- [Task inputs]

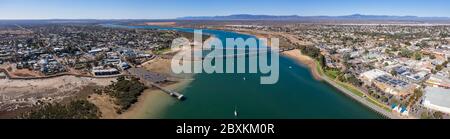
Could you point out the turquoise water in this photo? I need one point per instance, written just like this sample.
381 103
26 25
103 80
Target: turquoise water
297 95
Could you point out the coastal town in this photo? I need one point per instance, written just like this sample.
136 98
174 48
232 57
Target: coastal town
402 68
54 63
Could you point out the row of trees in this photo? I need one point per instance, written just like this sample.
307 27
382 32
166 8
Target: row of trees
126 92
79 109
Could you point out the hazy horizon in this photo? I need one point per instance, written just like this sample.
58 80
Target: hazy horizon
170 9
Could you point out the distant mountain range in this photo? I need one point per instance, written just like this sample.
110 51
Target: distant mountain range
297 17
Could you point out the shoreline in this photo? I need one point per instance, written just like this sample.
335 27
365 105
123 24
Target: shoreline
313 68
300 58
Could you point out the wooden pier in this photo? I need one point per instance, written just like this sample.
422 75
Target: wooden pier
152 79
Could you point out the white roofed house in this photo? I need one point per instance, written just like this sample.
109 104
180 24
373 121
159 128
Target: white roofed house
437 98
387 83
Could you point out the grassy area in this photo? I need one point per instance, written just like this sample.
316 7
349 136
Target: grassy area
332 73
162 51
350 87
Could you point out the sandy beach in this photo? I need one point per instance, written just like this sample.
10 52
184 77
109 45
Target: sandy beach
312 66
47 87
304 60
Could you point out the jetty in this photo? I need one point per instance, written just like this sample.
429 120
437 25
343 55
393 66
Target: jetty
151 79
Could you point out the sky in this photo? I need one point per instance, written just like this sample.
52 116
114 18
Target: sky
169 9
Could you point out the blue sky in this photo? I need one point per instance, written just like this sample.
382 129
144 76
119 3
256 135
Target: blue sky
166 9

- [Task brief]
None of the pictures should appear; copy the rest of the material above exactly.

- [Exercise response]
Could you point out the turquoise water in this photo? I need one point per instance, written just like this sample.
381 103
26 25
103 80
Target: turquoise water
297 95
Could you point out the coastal town in this photo? I need one point per instance, written just like this sample.
136 98
174 48
232 57
Target: coastal town
402 68
54 63
Could you point out the row of trees in this photo? I need one point per instance, written just like this sample.
307 27
382 32
166 8
Target: row of trees
126 92
79 109
Could you point out the hazy horizon in this photo? I need one point per instance, written just like this sample.
58 80
Target: hazy horizon
170 9
Could you point out the distant mountain range in this photo? I need one point per instance, written just like this sample.
110 51
Target: distant mountain range
297 17
Could you point out the shoreline in this photo? I need one point per instance, written just like this sample.
335 27
365 105
123 24
Target: shoreline
313 68
300 58
Could you point out the wooden pier in this photo? I need one point per instance, written just like this sample.
422 75
Target: wooden pier
152 79
Could you point out the white roofed house in this photo? I need one point per instance, written just like this sample.
109 104
180 24
373 121
159 128
Target: white roofed house
437 98
387 83
Could you point out the grassy area in this photo? I need one point per instance, written just like this sample.
316 7
349 136
Target: grassy area
332 73
162 51
350 87
Could you point out the sandy beach in this photo? I need one point per instance, written just like this sample.
10 52
184 77
109 45
Target: sandy beach
312 66
47 87
304 60
Could you point out the jetty in this photo? I need one point per instance, written just like this sample.
429 120
437 25
343 55
393 66
Target: jetty
151 79
Could you point out the sky in this photo? I need one point per instance, written just like this sample.
52 116
114 18
Target: sky
169 9
Could you point out the blue sky in this photo? I need one point per instance, written just like this sample.
382 129
144 76
119 3
256 135
Target: blue sky
166 9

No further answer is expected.